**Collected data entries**
*** Begin section ***
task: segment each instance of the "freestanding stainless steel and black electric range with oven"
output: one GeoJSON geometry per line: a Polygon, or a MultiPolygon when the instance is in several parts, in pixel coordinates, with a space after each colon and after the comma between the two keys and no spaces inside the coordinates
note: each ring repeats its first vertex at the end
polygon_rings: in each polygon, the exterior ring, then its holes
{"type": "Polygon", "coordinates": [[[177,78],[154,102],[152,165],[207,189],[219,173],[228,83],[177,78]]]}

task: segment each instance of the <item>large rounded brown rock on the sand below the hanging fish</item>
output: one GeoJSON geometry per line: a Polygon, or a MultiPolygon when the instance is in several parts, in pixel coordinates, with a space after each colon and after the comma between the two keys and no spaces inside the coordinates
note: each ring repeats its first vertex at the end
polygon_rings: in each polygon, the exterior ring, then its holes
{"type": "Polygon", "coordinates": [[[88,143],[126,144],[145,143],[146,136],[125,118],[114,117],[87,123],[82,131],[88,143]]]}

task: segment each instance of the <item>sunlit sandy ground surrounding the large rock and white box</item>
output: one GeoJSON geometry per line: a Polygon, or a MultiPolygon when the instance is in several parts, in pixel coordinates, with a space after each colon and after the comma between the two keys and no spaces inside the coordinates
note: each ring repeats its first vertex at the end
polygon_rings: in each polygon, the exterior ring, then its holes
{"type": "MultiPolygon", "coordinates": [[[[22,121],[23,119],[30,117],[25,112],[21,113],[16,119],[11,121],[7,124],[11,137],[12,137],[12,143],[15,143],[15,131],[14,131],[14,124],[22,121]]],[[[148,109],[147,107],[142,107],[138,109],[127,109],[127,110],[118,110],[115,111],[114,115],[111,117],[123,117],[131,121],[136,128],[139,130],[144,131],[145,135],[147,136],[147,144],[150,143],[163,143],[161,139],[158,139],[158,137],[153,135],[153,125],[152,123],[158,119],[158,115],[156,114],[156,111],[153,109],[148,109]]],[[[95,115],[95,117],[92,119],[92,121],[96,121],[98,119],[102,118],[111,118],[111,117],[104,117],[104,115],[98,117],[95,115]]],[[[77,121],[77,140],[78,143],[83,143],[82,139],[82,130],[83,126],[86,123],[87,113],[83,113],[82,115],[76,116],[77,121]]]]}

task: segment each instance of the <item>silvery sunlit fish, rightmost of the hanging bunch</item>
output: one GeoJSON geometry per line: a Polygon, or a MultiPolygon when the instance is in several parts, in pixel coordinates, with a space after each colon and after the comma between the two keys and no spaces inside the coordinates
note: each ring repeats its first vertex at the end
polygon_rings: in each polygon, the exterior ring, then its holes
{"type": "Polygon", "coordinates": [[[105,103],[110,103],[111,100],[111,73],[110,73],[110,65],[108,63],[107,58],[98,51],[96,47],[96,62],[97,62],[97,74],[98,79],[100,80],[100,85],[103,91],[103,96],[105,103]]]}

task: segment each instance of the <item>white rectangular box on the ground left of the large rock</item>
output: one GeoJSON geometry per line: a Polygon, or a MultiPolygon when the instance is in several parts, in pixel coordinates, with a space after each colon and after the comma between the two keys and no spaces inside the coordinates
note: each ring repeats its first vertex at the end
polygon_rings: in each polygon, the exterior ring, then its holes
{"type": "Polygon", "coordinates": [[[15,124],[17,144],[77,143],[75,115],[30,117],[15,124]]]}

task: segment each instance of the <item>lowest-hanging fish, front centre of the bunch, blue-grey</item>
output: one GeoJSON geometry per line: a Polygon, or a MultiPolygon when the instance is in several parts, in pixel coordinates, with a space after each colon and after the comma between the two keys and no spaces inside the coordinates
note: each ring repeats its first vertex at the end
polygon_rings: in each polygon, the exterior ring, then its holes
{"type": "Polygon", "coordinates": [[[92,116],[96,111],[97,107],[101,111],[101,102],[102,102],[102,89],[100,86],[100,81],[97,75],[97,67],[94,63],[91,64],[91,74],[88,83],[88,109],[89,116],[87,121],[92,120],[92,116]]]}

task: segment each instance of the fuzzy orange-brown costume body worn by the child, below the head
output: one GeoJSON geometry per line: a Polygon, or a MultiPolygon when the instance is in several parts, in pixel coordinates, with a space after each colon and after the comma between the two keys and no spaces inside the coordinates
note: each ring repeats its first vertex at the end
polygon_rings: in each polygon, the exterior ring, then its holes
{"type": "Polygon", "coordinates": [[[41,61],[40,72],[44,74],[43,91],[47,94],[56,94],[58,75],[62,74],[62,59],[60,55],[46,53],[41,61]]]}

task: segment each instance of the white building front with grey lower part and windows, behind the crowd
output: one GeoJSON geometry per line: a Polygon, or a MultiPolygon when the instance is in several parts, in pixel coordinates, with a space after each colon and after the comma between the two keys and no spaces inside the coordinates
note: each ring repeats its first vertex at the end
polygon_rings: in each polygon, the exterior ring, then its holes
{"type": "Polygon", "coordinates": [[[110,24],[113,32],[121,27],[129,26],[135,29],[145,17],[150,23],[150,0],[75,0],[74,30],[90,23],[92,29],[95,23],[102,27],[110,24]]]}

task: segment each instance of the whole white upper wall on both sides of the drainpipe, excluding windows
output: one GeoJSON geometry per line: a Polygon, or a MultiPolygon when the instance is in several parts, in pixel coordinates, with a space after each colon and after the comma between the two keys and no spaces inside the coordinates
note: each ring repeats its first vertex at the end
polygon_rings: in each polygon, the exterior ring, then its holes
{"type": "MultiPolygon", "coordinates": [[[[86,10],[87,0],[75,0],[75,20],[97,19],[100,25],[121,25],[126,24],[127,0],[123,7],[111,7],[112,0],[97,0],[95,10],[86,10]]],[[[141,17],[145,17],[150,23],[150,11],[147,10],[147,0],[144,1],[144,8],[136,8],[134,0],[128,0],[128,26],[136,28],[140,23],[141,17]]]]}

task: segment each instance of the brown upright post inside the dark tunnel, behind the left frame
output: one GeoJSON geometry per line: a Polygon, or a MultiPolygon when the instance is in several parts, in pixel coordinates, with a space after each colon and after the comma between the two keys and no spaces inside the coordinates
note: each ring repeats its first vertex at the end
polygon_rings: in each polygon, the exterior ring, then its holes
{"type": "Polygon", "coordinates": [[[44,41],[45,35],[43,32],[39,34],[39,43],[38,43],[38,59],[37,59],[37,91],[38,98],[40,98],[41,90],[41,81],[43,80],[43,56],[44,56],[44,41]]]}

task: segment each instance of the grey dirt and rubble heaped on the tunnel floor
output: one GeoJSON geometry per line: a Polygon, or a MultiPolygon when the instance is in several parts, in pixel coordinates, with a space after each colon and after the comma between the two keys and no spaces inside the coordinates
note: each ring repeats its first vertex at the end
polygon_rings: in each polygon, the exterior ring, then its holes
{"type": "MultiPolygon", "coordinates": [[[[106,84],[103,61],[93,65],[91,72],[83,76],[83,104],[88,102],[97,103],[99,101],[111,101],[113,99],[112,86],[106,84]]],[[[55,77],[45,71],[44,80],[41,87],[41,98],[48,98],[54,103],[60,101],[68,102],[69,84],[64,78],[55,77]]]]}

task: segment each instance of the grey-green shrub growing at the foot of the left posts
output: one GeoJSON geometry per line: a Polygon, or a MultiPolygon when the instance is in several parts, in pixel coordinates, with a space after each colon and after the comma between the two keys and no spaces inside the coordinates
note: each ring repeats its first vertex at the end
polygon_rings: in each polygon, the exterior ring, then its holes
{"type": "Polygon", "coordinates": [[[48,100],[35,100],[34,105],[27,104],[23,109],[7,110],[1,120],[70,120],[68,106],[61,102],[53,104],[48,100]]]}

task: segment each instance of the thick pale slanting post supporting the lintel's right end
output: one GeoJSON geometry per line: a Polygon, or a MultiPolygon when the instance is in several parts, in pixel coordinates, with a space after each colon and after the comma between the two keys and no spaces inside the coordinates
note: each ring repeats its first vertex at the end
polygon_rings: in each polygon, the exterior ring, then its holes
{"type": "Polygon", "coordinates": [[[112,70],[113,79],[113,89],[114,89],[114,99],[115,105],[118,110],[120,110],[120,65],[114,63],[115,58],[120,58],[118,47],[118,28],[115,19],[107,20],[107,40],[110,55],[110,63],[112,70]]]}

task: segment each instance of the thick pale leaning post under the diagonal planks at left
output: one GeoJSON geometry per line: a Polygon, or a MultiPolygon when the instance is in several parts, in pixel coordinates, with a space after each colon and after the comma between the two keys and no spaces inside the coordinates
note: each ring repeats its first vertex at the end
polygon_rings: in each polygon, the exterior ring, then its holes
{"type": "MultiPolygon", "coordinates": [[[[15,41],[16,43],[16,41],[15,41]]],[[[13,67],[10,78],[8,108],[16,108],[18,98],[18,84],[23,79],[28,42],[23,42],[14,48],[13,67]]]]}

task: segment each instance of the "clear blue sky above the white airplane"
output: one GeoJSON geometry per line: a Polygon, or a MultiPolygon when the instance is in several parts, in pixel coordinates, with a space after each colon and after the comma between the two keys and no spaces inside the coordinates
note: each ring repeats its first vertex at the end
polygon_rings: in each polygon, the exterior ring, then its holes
*** End section ***
**INSTRUCTIONS FOR THE TASK**
Beginning at the line that contains "task: segment each instance of the thick pale leaning" and ending at the last line above, copy each line without any change.

**REPLY**
task: segment each instance of the thick pale leaning post under the diagonal planks at left
output: one GeoJSON geometry per line: a Polygon, or a MultiPolygon when the instance is in several parts, in pixel coordinates, with a space after each colon and after the comma between the two keys and no spaces inside the coordinates
note: each ring repeats its first vertex at the end
polygon_rings: in each polygon, the exterior ring, then its holes
{"type": "MultiPolygon", "coordinates": [[[[15,41],[16,43],[16,41],[15,41]]],[[[13,67],[10,78],[8,108],[16,108],[18,98],[18,84],[23,79],[28,42],[23,42],[14,48],[13,67]]]]}

task: segment each instance of the "clear blue sky above the white airplane"
output: one GeoJSON geometry per line: a Polygon, or a MultiPolygon when the instance is in several parts, in pixel coordinates, with a space after each colon and after the comma between the two keys and no spaces inside the coordinates
note: each ring repeats its first vertex at the end
polygon_rings: in each polygon, the exterior ring, then its holes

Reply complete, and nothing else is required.